### Directions for this task
Your result will be the set of lines with "covered", copied from the material below.
=== Section Start ===
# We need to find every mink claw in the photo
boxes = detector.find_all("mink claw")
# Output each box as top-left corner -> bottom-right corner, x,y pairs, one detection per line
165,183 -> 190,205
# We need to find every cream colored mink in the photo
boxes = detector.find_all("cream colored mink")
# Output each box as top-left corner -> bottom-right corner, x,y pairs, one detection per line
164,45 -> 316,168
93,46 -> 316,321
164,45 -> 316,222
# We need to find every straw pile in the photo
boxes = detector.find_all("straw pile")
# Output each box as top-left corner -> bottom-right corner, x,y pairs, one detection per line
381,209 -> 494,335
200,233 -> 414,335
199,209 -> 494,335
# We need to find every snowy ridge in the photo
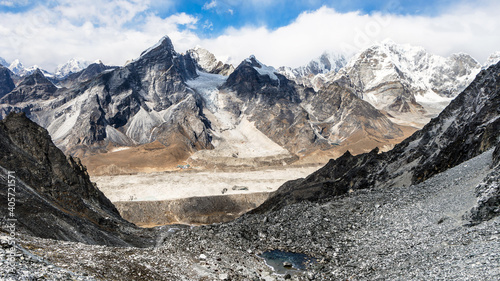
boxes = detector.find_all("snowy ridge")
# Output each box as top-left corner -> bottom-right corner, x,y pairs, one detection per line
55,58 -> 90,78
483,51 -> 500,70
245,55 -> 278,80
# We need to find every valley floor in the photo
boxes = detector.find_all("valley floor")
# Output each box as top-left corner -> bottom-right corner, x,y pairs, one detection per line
1,150 -> 499,280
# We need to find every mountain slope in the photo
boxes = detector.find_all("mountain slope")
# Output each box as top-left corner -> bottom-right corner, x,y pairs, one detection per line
0,65 -> 15,99
0,112 -> 154,246
323,41 -> 482,127
0,69 -> 57,104
255,61 -> 500,213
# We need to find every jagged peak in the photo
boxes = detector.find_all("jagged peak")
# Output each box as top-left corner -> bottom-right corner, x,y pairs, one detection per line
140,35 -> 175,57
242,55 -> 278,80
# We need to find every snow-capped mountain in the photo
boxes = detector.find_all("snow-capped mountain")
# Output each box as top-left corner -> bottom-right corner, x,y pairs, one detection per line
257,60 -> 500,213
8,59 -> 26,75
187,47 -> 234,76
278,51 -> 348,91
483,51 -> 500,70
55,57 -> 90,78
58,60 -> 118,88
7,59 -> 55,78
0,36 -> 409,173
330,40 -> 481,127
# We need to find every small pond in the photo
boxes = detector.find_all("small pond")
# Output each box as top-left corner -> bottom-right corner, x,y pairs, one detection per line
259,250 -> 316,275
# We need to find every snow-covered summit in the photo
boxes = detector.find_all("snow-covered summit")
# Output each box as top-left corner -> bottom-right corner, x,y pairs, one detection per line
244,55 -> 278,80
483,51 -> 500,70
278,51 -> 348,90
329,40 -> 482,127
55,58 -> 90,78
9,59 -> 26,75
140,36 -> 175,58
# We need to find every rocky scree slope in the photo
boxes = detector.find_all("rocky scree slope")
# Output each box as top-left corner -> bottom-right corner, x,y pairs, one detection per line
3,148 -> 497,280
255,61 -> 500,213
0,112 -> 155,247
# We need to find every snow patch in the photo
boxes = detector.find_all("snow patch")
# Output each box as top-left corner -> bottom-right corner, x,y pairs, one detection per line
186,70 -> 227,110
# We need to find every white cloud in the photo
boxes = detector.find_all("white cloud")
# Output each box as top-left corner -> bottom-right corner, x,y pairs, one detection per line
203,0 -> 217,10
0,0 -> 195,71
0,0 -> 499,71
198,1 -> 500,68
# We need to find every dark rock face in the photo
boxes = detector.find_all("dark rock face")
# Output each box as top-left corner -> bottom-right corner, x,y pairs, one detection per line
466,144 -> 500,223
0,113 -> 154,246
255,62 -> 500,213
0,69 -> 57,104
0,65 -> 15,99
225,56 -> 300,104
465,166 -> 500,223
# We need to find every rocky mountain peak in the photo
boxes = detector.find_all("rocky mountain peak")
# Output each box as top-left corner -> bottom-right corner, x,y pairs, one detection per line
140,36 -> 176,58
187,47 -> 234,75
0,68 -> 57,104
8,59 -> 25,75
20,68 -> 52,86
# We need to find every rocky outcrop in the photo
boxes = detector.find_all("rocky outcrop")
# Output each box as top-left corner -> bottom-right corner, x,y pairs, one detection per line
465,144 -> 500,223
0,112 -> 154,246
255,61 -> 500,213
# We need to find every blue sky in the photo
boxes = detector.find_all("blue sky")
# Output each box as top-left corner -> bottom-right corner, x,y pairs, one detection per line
165,0 -> 456,36
0,0 -> 498,71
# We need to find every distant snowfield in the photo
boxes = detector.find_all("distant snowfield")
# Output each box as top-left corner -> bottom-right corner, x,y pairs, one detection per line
93,166 -> 320,202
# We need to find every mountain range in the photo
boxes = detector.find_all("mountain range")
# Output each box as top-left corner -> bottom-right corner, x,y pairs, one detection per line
0,37 -> 499,175
0,50 -> 498,280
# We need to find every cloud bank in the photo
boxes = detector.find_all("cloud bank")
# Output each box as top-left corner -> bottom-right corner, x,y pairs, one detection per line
0,0 -> 499,71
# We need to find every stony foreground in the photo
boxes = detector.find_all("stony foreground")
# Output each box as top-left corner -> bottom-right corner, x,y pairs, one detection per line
1,150 -> 499,280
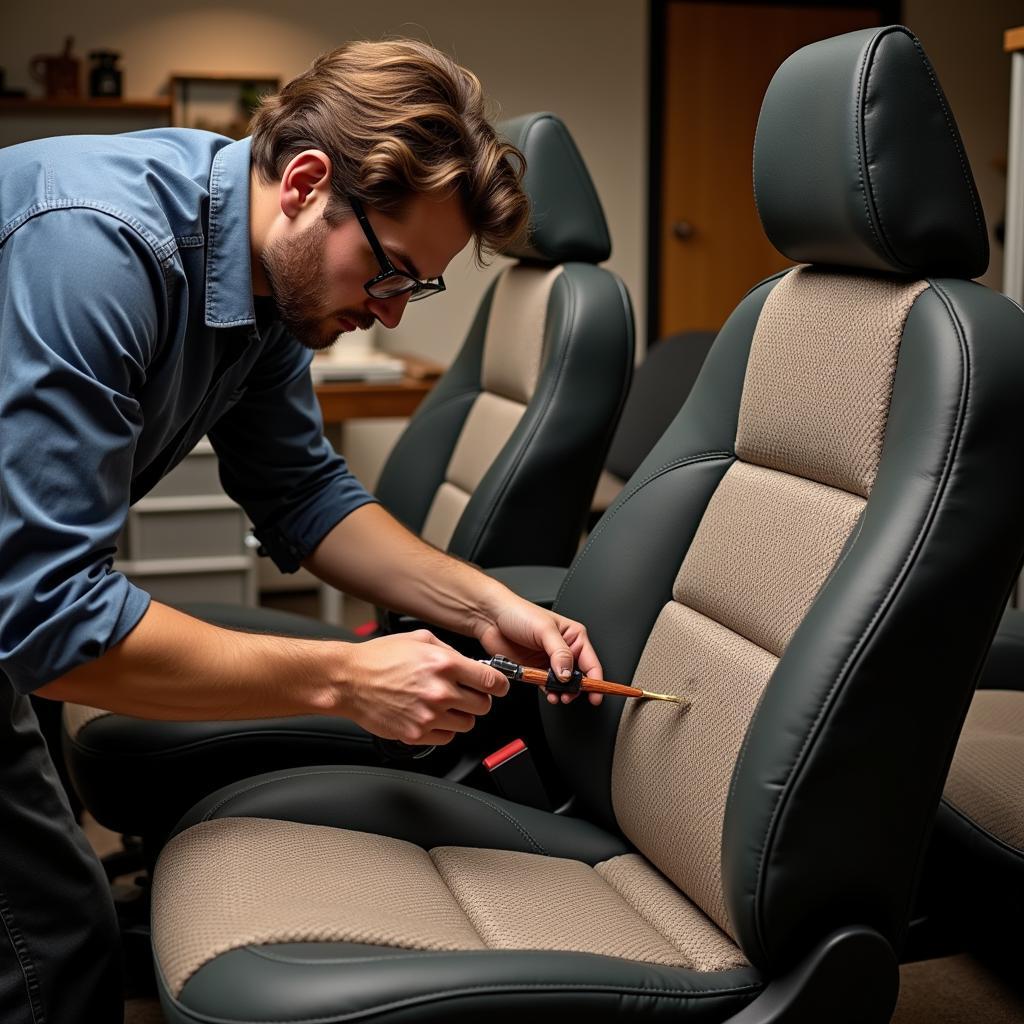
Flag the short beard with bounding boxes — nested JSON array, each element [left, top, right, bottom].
[[260, 215, 339, 351]]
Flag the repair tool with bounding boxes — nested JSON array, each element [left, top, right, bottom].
[[480, 654, 689, 706]]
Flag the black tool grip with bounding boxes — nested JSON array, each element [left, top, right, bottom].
[[545, 666, 583, 695]]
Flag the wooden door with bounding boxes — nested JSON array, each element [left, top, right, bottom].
[[658, 2, 882, 335]]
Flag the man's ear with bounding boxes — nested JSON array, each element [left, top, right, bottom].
[[279, 150, 333, 219]]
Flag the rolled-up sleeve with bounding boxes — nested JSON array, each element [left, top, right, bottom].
[[208, 324, 377, 573], [0, 209, 161, 693]]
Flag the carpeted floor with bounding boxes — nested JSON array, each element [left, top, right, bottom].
[[126, 999, 165, 1024], [892, 953, 1024, 1024]]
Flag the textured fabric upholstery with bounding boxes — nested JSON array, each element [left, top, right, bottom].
[[613, 604, 778, 934], [420, 391, 526, 549], [943, 690, 1024, 853], [736, 268, 929, 497], [676, 462, 866, 658], [154, 816, 747, 1000], [418, 483, 472, 552], [480, 266, 560, 403]]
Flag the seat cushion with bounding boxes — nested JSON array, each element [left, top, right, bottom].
[[152, 768, 762, 1024], [942, 689, 1024, 860], [930, 687, 1024, 930]]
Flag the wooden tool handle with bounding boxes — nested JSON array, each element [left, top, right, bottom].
[[517, 666, 642, 699]]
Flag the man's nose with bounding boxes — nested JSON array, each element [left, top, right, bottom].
[[367, 292, 412, 330]]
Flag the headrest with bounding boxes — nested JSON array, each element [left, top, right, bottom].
[[754, 26, 988, 279], [498, 112, 611, 264]]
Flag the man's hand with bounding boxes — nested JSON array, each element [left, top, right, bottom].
[[336, 630, 510, 745], [475, 598, 604, 706], [303, 506, 603, 709]]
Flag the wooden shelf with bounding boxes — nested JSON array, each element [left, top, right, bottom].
[[0, 96, 172, 114], [170, 72, 278, 83]]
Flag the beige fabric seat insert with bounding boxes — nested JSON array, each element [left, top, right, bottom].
[[420, 265, 563, 549], [153, 816, 747, 998], [63, 700, 109, 739], [943, 689, 1024, 852]]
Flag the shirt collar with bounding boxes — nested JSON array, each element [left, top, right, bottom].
[[204, 136, 256, 329]]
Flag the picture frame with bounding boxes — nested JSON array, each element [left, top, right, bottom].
[[170, 72, 280, 139]]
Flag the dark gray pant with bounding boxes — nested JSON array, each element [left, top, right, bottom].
[[0, 682, 122, 1023]]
=== Section End ===
### Task result
# We need to find every snow-covered summit in the photo
boxes = detector.find_all("snow-covered summit")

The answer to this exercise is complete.